● **Data in this exercise**

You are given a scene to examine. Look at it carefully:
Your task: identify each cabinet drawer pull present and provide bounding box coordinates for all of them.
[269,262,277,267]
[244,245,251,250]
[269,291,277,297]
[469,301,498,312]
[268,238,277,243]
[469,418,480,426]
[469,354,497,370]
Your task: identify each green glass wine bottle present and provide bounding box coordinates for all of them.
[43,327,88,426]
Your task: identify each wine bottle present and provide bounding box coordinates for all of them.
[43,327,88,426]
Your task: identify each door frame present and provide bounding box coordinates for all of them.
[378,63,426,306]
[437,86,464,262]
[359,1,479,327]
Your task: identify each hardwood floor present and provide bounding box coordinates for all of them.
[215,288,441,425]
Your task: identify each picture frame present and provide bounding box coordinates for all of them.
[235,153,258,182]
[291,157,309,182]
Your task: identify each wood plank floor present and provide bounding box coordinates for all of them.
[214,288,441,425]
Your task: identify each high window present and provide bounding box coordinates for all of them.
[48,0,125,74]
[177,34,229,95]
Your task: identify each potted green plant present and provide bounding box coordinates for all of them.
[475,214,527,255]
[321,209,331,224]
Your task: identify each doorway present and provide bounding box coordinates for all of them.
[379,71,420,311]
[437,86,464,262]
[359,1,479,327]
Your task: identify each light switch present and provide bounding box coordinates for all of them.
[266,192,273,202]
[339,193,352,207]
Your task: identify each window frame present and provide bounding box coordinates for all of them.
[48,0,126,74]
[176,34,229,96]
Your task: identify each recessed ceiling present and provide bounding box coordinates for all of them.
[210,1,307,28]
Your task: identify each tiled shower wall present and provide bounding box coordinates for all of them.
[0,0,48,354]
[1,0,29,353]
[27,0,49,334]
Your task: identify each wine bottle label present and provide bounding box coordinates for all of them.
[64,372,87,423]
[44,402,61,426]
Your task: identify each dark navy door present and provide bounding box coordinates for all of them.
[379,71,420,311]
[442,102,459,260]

● **Action item**
Every line of the material needs to be returned exactly.

● **Answer to the problem**
You are given a scene to examine. Look at it carefully:
Your task: identify each cabinet drawer pull present and provide bounding box coordinates for all of them.
[269,262,277,267]
[244,245,251,250]
[269,291,277,297]
[469,301,498,312]
[268,238,277,243]
[469,418,480,426]
[469,354,497,370]
Your task: identify each green glass wine bottle present and provide bounding box coordinates for all of them.
[43,327,88,426]
Your task: identify each wine bottle present and provide bounding box coordinates for all of them.
[43,327,88,426]
Your task: identify each door frame present and provide bounding box coordinates for all of them.
[378,63,426,306]
[437,86,464,262]
[359,1,479,327]
Your task: identify each hardwood floor present and provide bounding box coordinates for all of them.
[215,288,441,425]
Your task: identify each picture frame present and provide bounding box coordinates for all of them.
[235,153,258,182]
[291,157,309,182]
Your task: identify each wood plank floor present and provide bounding box coordinates for all of them.
[214,288,441,425]
Your task: identify each high window present and provide bounding box coordinates for all of them.
[48,0,125,74]
[177,34,229,95]
Your task: identify each potted green plant present and provide bounding box coordinates for all of them.
[475,214,527,255]
[321,209,331,224]
Your task: identify each doorway present and provide bounding box coordinates for all of them.
[379,71,420,311]
[437,86,464,262]
[359,1,479,327]
Your task: identify each light switch present and provide bounding box coordinates for all of them.
[266,192,273,202]
[339,193,352,207]
Your task: identify each window frame present and provide bounding box coordinates for all of them.
[48,0,126,74]
[176,34,229,96]
Your task: identify each recessed ceiling present and provide bounding box coordinates for all of them.
[210,1,307,28]
Your task: identify each tiled shower wall present and provide bounding box coordinates for all of them.
[0,0,48,354]
[1,0,29,353]
[27,0,49,334]
Your task: identify each wine bottle label present and provide bounding box coordinates for all of them.
[64,372,87,423]
[44,402,61,426]
Your task: identify each dark navy door present and provide bounding box coordinates for all of them.
[379,71,420,311]
[442,102,459,260]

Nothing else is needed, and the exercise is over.